--- Exercise data ---
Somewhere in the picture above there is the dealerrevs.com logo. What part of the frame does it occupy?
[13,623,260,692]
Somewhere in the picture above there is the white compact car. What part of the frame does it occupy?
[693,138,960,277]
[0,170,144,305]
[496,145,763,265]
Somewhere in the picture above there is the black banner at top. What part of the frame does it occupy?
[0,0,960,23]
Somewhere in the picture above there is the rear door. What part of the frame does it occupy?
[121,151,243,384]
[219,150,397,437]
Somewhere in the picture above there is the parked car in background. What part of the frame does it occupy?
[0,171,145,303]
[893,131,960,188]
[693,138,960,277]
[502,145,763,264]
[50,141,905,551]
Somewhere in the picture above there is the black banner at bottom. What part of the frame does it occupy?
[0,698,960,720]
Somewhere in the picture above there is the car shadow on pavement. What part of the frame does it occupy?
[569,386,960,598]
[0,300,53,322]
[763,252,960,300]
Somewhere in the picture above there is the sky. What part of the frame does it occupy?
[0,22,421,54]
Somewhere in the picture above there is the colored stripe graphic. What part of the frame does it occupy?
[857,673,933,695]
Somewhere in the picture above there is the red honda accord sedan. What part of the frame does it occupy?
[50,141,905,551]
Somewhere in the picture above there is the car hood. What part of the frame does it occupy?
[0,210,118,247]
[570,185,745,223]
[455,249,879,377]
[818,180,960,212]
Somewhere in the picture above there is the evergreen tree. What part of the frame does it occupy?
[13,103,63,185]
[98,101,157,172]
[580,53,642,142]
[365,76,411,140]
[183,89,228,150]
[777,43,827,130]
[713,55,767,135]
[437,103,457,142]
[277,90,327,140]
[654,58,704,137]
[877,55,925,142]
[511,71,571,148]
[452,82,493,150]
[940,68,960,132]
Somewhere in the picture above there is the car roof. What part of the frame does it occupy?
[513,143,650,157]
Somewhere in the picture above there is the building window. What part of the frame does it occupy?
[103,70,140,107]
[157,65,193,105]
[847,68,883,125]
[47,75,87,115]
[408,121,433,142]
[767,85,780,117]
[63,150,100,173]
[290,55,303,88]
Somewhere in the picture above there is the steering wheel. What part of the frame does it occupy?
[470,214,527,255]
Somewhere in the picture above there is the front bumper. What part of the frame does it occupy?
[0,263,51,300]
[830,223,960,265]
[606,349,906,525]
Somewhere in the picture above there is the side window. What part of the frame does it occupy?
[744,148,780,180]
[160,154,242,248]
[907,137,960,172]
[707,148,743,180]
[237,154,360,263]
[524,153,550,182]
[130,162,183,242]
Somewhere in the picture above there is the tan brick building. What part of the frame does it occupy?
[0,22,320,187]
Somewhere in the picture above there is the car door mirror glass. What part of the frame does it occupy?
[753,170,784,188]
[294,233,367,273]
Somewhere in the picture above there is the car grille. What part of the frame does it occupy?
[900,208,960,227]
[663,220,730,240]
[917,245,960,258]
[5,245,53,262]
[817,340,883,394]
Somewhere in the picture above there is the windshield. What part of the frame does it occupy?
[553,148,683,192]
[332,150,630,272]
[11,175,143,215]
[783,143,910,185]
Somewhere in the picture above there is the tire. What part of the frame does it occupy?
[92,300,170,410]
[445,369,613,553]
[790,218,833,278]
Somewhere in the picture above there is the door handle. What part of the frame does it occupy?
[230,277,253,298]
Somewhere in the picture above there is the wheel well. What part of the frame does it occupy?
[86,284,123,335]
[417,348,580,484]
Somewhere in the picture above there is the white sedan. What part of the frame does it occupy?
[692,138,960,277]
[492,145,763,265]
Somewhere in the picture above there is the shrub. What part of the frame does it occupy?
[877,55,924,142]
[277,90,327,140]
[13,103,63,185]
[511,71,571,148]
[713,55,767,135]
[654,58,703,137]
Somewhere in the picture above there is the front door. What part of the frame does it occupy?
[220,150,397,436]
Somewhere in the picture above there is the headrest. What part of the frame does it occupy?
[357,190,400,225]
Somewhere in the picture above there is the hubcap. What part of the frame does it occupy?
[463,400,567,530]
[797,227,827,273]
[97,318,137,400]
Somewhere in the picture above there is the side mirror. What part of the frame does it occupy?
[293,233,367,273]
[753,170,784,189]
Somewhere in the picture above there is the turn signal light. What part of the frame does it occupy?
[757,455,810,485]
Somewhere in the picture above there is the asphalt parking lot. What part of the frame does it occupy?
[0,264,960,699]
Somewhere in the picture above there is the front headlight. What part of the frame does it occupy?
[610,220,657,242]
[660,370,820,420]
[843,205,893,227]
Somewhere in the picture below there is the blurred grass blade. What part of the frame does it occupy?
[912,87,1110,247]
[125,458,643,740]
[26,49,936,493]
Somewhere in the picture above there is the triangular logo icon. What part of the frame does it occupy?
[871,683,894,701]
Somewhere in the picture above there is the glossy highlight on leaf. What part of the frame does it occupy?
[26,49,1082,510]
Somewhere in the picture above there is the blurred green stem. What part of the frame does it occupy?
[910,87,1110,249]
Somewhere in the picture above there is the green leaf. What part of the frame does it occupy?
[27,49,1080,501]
---
--- Exercise data ---
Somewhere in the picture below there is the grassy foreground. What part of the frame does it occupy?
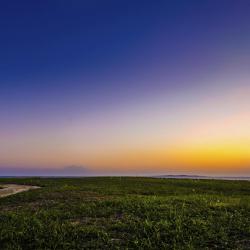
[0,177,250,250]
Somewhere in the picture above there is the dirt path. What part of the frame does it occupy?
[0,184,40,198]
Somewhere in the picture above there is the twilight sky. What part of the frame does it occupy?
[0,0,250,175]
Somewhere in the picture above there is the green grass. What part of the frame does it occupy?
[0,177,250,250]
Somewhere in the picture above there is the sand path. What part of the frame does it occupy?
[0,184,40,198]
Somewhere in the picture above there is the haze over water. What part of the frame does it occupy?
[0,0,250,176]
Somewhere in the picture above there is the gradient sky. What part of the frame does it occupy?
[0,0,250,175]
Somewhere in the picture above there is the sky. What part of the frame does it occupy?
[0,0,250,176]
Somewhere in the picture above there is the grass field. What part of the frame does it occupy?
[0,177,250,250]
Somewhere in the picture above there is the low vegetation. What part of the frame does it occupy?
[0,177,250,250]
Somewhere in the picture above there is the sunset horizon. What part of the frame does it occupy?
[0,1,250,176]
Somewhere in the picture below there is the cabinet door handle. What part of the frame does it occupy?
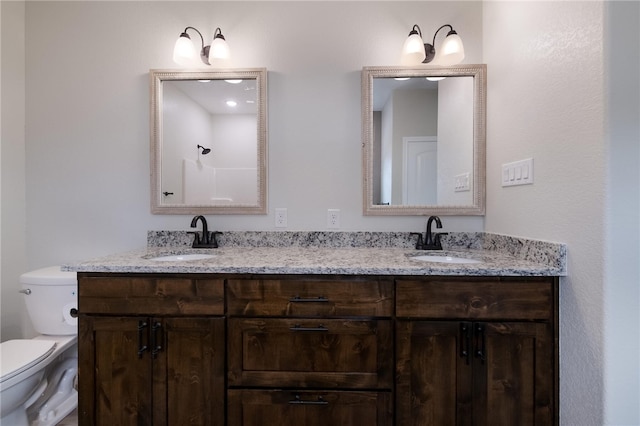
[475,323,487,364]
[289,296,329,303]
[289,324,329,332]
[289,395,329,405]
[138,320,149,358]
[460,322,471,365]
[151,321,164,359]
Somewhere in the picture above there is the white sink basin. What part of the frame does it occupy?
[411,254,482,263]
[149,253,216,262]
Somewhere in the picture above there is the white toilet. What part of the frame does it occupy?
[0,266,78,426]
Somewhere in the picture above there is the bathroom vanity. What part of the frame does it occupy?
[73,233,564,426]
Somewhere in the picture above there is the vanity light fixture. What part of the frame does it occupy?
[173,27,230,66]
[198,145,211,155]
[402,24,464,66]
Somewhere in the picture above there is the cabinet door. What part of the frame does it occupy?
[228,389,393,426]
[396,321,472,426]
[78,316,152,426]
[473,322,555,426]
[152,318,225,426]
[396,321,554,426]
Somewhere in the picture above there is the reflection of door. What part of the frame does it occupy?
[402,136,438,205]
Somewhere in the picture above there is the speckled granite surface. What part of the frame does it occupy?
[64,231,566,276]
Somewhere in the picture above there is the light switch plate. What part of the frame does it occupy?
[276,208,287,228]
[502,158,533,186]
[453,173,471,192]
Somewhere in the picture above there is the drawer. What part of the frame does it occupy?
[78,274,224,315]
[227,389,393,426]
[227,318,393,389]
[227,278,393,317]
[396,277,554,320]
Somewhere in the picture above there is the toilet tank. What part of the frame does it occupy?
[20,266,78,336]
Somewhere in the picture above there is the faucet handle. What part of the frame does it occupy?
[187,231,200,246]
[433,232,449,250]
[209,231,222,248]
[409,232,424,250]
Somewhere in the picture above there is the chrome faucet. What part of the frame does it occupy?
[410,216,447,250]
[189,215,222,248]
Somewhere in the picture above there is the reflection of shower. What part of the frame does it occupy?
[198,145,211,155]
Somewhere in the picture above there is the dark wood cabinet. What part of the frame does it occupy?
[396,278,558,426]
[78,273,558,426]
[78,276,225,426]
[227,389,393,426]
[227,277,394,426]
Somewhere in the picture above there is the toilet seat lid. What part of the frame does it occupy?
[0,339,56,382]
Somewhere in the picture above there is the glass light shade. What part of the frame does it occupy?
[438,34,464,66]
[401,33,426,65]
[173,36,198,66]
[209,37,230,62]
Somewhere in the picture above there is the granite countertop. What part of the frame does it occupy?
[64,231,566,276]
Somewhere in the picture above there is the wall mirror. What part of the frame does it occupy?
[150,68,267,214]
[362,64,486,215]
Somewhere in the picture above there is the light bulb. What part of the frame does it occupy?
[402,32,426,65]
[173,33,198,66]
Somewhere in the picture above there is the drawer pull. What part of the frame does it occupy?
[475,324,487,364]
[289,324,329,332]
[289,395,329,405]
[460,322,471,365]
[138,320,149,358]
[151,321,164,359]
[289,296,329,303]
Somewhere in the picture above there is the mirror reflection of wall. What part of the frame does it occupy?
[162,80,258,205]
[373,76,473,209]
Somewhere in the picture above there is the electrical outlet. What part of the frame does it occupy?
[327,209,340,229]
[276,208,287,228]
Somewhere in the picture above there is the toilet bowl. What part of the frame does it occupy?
---
Extract the lines from the one containing "Somewhere in the picture above there is the side window." through the one containing "[492,145,763,265]" and reproduce them exactly.

Somewhere in the picture above there is the side window. What part of the frame does it occupy?
[744,148,780,180]
[160,154,242,248]
[907,137,960,172]
[707,148,743,180]
[237,154,360,263]
[524,153,550,182]
[130,162,183,242]
Somewhere in the picture above there is the tan brick building. What part of the frame does it occupy?
[0,22,320,187]
Somewhere in the picture above there is the car door mirror glass. What part of the frame does it occupy?
[753,170,784,188]
[294,233,367,273]
Somewhere in the picture above there is the car grille. What part of the frame does it occupy?
[900,208,960,227]
[663,220,730,240]
[917,245,960,258]
[5,245,53,262]
[817,340,883,394]
Somewhere in the picture above there is the windshield. What part of the frame does it occupy?
[553,148,683,192]
[332,150,630,272]
[11,175,143,215]
[783,143,910,185]
Somewhere in the picture above there is the tire. What part of the frame does it occupy?
[92,300,170,410]
[445,369,613,553]
[790,218,833,278]
Somewhere in the picture above there is the door handle. What part of the frame does it occupy?
[230,277,253,298]
Somewhere in the picture above there is the wheel well. What part of the frame does it occupy?
[86,284,123,335]
[417,348,580,484]
Somewhere in the picture above there is the white sedan. What part of the frame does it occupy?
[692,138,960,277]
[492,145,763,265]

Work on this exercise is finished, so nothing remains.